Provided passage:
___

59      In the present case, the President of the Court decided, on 16 November 2022, after hearing the Judge-Rapporteur and the Advocate General, to refuse the request referred to in paragraph 55 of the present judgment.

60      First, since M.N. is not deprived of his liberty, the fact that the referring court is required to do everything possible to ensure that the case in the main proceedings is resolved swiftly is not sufficient to justify the use of an expedited procedure under Article 105(1) of the Rules of Procedure (see, to that effect, orders of the President of the Court of 7 October 2013, Rabal Cañas, C‑392/13, EU:C:2013:877, paragraph 15, and of 20 September 2018, Minister for Justice and Equality, C‑508/18 and C‑509/18, EU:C:2018:766, paragraph 13, and also judgment of 13 July 2023, Ferrovienord, C‑363/21 and C‑364/21, EU:C:2023:563, paragraph 46).

61      Secondly, the importance of the questions or the fact that a large number of persons or legal situations are potentially concerned by those questions is not, as such, a reason that establishes exceptional urgency, which is, however, necessary to justify an expedited procedure (order of the President of the Court of 21 September 2004, Parliament v Council, C‑317/04, EU:C:2004:834, paragraph 11, and judgment of 21 December 2023, GN (Ground for refusal based on the best interests of the child), C‑261/22, EU:C:2023:1017, paragraph 30).

___

Record excerpts:

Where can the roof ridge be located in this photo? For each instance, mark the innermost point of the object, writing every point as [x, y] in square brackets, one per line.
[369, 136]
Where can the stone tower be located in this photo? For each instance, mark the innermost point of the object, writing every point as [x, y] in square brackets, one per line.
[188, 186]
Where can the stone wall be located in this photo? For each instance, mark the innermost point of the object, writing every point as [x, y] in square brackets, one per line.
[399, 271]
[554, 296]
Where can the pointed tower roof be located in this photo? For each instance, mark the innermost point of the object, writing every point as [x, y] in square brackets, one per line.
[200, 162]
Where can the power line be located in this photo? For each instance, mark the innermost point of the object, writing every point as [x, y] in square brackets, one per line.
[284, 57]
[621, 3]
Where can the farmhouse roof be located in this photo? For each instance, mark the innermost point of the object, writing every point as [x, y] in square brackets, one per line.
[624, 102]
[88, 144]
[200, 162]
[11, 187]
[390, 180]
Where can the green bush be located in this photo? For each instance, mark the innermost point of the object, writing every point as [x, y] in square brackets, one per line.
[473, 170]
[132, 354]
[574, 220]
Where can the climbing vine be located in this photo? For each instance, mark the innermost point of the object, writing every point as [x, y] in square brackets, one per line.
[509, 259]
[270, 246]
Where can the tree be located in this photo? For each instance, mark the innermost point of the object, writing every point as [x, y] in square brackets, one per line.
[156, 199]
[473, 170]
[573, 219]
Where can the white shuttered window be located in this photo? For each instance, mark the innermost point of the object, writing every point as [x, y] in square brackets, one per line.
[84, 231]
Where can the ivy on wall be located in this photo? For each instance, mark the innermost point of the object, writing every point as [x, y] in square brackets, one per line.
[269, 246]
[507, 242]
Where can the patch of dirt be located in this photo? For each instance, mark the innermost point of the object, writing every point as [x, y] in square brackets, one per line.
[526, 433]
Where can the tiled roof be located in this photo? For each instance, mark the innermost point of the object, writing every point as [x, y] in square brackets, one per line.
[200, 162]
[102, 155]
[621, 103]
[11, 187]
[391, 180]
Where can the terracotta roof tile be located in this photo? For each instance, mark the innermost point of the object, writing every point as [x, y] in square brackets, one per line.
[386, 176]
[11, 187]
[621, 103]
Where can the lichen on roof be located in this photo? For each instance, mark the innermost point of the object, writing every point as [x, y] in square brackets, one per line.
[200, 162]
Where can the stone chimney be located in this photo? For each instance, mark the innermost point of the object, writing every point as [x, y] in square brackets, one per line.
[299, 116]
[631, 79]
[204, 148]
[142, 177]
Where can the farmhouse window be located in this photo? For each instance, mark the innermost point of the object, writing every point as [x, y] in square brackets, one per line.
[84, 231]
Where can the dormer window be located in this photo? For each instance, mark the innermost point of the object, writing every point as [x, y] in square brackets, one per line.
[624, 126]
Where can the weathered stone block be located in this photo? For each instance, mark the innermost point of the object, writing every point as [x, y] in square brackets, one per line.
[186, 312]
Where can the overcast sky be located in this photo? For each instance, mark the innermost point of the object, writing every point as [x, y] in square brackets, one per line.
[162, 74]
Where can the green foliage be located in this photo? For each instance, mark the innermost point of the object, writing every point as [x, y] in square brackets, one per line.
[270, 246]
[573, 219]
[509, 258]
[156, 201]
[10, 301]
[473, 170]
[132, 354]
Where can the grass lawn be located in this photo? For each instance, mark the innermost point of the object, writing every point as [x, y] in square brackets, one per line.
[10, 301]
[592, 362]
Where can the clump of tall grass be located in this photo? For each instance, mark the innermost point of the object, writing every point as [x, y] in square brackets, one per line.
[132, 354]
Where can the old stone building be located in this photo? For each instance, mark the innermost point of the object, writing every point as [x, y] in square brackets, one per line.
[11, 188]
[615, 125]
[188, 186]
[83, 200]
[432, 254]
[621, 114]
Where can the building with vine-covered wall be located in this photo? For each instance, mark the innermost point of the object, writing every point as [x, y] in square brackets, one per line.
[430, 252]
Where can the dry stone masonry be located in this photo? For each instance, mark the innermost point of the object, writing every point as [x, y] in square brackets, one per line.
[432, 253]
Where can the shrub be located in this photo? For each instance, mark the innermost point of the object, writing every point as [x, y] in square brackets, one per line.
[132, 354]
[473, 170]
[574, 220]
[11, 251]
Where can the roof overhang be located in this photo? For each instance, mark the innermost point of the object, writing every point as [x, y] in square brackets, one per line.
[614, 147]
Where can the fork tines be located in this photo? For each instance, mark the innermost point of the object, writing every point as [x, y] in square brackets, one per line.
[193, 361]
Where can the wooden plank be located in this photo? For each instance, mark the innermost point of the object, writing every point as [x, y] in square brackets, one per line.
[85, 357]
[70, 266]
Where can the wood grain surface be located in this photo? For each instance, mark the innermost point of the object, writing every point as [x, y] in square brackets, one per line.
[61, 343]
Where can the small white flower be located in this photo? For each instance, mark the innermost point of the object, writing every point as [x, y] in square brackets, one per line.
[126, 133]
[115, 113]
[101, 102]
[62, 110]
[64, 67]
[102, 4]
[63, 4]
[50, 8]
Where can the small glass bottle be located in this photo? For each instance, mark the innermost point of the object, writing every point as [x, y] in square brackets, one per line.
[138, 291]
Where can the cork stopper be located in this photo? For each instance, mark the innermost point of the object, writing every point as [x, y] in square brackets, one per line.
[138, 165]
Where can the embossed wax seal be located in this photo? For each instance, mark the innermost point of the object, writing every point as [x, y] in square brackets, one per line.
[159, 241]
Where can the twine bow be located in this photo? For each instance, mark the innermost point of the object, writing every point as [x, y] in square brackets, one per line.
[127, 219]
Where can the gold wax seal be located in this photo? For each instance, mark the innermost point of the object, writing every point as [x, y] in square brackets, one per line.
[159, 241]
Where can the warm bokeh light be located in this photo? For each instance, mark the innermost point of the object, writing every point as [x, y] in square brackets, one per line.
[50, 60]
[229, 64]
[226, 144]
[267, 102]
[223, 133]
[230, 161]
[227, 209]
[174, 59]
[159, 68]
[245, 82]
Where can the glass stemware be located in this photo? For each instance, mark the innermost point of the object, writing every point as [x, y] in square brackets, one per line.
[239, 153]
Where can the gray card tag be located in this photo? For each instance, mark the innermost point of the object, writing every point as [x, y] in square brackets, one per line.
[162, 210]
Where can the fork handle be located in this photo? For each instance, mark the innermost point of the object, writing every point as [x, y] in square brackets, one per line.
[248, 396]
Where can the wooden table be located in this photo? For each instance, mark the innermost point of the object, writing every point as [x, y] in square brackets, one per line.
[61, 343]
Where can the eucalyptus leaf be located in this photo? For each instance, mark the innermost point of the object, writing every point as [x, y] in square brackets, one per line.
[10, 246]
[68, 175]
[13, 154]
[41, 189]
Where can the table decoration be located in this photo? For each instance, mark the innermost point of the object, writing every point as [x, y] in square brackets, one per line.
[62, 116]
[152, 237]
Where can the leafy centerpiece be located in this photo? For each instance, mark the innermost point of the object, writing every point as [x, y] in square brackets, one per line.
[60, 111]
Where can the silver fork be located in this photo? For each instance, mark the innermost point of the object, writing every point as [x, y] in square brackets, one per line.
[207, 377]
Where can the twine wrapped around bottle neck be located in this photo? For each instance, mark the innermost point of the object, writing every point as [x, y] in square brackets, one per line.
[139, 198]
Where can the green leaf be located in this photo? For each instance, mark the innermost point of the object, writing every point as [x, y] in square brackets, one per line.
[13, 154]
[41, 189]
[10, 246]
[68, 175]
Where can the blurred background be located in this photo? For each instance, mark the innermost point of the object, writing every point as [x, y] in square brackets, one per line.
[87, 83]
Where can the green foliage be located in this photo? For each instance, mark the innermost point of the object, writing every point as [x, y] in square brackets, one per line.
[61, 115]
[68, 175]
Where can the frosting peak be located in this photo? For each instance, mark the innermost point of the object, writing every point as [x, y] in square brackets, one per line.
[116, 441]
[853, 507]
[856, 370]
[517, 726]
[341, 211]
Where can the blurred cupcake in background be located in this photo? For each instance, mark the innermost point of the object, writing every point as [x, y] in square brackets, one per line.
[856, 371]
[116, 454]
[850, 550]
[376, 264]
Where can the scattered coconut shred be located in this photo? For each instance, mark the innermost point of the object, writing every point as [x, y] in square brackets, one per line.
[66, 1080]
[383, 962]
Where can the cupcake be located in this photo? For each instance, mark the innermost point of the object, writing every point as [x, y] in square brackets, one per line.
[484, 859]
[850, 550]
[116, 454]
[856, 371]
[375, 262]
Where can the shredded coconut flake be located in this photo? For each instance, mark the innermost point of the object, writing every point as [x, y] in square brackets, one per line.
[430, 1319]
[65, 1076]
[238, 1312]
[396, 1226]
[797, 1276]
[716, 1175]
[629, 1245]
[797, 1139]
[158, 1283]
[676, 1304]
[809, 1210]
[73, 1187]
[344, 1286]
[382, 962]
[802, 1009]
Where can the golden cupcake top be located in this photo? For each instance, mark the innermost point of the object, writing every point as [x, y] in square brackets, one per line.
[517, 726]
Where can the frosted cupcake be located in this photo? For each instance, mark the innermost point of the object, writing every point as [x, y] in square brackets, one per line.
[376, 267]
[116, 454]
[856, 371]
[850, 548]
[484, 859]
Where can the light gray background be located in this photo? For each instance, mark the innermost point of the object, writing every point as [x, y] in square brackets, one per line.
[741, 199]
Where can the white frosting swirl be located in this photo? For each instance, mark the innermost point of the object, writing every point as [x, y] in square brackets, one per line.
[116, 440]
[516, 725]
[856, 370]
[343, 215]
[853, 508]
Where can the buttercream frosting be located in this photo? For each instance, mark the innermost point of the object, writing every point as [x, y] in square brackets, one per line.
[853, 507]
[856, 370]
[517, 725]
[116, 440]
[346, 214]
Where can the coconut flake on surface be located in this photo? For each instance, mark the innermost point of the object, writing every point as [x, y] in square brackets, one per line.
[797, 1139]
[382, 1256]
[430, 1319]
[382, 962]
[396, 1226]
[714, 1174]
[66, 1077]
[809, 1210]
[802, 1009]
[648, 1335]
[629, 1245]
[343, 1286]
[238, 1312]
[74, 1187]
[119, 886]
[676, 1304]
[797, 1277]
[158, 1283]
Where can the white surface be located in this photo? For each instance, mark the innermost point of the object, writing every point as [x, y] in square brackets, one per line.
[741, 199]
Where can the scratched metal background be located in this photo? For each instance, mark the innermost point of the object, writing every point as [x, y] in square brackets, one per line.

___

Given exercise 1:
Output the judgment excerpt verbatim, beginning at the words "59      In the present" and stopping after the words "C‑364/21, EU:C:2023:563, paragraph 46).".
Given exercise 2:
Pick out every line of the entries that contains the string "embossed", matching case exactly, and copy each one as it appears.

Task solution 1:
59      In the present case, the President of the Court decided, on 16 November 2022, after hearing the Judge-Rapporteur and the Advocate General, to refuse the request referred to in paragraph 55 of the present judgment.

60      First, since M.N. is not deprived of his liberty, the fact that the referring court is required to do everything possible to ensure that the case in the main proceedings is resolved swiftly is not sufficient to justify the use of an expedited procedure under Article 105(1) of the Rules of Procedure (see, to that effect, orders of the President of the Court of 7 October 2013, Rabal Cañas, C‑392/13, EU:C:2013:877, paragraph 15, and of 20 September 2018, Minister for Justice and Equality, C‑508/18 and C‑509/18, EU:C:2018:766, paragraph 13, and also judgment of 13 July 2023, Ferrovienord, C‑363/21 and C‑364/21, EU:C:2023:563, paragraph 46).

Task solution 2:
Where can the embossed wax seal be located in this photo? For each instance, mark the innermost point of the object, writing every point as [x, y] in square brackets, one per line.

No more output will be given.